_Exercise data_

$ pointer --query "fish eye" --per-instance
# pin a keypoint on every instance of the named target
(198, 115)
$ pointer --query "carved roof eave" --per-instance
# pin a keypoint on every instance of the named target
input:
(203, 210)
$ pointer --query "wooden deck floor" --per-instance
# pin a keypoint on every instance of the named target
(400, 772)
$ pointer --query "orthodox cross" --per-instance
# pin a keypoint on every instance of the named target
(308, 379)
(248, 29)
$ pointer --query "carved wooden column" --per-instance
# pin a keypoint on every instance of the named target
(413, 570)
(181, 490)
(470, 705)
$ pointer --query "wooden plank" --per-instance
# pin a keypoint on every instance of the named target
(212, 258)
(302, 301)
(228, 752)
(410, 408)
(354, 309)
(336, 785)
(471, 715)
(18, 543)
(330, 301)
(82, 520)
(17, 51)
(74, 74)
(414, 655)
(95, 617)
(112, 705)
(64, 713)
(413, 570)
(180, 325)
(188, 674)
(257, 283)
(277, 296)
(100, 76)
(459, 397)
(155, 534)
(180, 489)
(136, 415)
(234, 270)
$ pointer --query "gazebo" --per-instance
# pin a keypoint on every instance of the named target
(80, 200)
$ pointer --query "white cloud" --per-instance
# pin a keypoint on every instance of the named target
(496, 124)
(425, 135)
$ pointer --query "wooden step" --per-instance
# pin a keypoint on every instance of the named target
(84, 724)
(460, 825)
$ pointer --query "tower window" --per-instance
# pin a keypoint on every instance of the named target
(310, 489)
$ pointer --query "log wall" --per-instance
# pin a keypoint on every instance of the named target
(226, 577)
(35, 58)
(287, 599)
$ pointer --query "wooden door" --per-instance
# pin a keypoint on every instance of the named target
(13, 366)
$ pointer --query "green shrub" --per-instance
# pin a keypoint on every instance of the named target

_Prompt_
Gather every line of the entries above that contains the string "wooden", matching case exactly.

_Result for this exercise_
$ pointer --query "wooden deck floor" --per-instance
$ pointer --query "carved wooden column" --per-instance
$ pointer --query "wooden plank" --per-instance
$ pointer --query "wooden step" --per-instance
$ pointer --query "wooden door" --per-instance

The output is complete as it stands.